-------- SOURCE DATA --------

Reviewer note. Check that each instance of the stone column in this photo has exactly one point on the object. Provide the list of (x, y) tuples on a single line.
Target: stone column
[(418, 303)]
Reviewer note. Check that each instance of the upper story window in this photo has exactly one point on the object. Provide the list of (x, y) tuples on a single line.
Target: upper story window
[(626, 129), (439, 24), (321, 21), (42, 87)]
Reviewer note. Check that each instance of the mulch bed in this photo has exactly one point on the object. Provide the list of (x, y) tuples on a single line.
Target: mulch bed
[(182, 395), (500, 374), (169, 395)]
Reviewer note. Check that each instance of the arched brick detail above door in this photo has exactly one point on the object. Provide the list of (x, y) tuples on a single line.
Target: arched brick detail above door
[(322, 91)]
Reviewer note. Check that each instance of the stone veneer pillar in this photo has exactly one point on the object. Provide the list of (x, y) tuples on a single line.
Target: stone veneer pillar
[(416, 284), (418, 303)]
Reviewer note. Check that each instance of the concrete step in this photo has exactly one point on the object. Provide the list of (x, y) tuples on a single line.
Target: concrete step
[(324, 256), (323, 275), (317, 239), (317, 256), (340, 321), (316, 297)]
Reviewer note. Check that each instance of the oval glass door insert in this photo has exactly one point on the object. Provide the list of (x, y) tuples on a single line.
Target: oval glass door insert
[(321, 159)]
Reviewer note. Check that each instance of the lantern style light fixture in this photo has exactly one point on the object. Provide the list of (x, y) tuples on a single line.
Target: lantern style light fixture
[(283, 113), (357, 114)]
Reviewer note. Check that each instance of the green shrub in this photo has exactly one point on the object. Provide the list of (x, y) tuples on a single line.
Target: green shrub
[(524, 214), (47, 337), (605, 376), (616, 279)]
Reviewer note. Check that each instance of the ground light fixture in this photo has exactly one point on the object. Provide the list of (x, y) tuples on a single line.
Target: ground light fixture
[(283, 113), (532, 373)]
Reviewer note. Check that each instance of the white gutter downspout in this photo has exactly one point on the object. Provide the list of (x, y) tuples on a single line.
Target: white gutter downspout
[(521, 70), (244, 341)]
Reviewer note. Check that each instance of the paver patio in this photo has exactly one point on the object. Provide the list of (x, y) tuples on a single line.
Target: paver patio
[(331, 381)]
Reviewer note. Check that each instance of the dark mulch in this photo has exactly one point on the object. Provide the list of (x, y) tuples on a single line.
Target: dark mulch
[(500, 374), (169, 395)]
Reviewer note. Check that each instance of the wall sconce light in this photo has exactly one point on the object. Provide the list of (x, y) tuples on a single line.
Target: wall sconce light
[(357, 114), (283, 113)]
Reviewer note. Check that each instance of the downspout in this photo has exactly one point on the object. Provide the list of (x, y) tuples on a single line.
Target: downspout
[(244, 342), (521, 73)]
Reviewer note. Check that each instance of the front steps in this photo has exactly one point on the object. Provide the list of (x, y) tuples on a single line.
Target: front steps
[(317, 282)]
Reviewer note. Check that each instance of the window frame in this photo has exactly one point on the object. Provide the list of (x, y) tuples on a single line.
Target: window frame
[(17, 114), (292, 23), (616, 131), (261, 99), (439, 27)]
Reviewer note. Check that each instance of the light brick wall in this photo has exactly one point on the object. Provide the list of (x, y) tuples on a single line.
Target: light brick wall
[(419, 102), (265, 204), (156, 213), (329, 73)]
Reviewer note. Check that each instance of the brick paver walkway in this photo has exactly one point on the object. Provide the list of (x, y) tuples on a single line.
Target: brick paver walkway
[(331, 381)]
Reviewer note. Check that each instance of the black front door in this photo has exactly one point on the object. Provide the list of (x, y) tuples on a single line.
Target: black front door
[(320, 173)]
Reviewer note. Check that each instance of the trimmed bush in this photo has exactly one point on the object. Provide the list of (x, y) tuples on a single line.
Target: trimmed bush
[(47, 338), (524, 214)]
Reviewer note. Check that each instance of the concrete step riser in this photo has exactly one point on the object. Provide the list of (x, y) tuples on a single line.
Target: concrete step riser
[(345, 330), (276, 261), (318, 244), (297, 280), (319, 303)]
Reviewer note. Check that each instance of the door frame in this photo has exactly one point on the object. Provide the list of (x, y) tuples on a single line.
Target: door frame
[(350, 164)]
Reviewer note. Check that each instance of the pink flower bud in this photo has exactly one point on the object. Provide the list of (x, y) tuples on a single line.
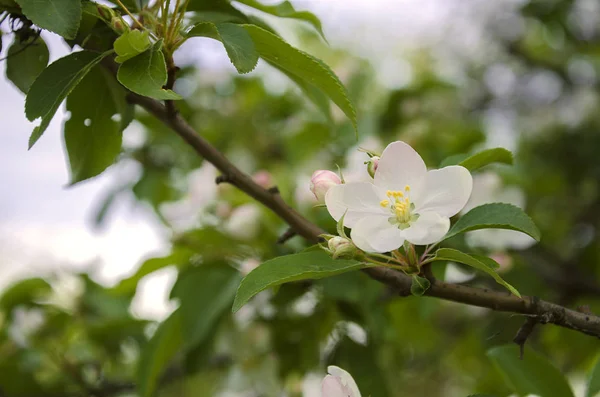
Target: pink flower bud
[(372, 165), (321, 181), (263, 178), (341, 247)]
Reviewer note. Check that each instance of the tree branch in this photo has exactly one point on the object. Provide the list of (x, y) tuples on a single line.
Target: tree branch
[(541, 311)]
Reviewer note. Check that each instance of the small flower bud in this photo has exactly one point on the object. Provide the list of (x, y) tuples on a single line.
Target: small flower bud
[(119, 25), (321, 181), (341, 247), (105, 12), (263, 178), (372, 165)]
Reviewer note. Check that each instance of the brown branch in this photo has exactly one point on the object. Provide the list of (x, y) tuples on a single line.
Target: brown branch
[(544, 312), (524, 333)]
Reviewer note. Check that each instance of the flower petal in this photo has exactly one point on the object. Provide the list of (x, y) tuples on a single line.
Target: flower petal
[(446, 191), (428, 229), (332, 387), (356, 200), (346, 379), (400, 165), (376, 234)]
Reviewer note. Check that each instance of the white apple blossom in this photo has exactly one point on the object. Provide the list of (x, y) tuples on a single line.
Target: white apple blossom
[(339, 383), (405, 202)]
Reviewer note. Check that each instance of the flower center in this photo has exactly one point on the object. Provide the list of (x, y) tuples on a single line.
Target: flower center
[(401, 207)]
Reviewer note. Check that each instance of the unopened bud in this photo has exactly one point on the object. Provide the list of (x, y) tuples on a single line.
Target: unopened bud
[(105, 12), (119, 25), (263, 178), (341, 247), (372, 165), (321, 181)]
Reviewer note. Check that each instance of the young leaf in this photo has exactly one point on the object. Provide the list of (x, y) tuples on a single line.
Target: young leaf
[(486, 157), (285, 9), (146, 74), (484, 264), (54, 84), (593, 387), (23, 293), (533, 374), (25, 61), (495, 216), (58, 16), (284, 269), (205, 293), (235, 39), (275, 50), (156, 354), (130, 44), (419, 285), (92, 137)]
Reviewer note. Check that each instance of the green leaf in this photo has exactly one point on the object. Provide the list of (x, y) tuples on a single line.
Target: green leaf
[(285, 9), (495, 216), (92, 137), (58, 16), (130, 44), (24, 292), (54, 84), (156, 355), (419, 285), (25, 61), (275, 50), (482, 263), (146, 74), (533, 374), (284, 269), (453, 160), (593, 387), (486, 157), (179, 257), (235, 39), (205, 294)]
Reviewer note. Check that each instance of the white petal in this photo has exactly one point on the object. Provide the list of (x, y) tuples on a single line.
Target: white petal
[(428, 229), (400, 165), (376, 234), (357, 200), (346, 379), (446, 191), (332, 387)]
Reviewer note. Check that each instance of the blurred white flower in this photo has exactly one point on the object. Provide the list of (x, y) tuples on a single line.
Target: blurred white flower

--------

TRY IT: Within the records above, find every line holding the word "blurred" and give the total as a bare number.

RESULT FOR THIS TASK: 2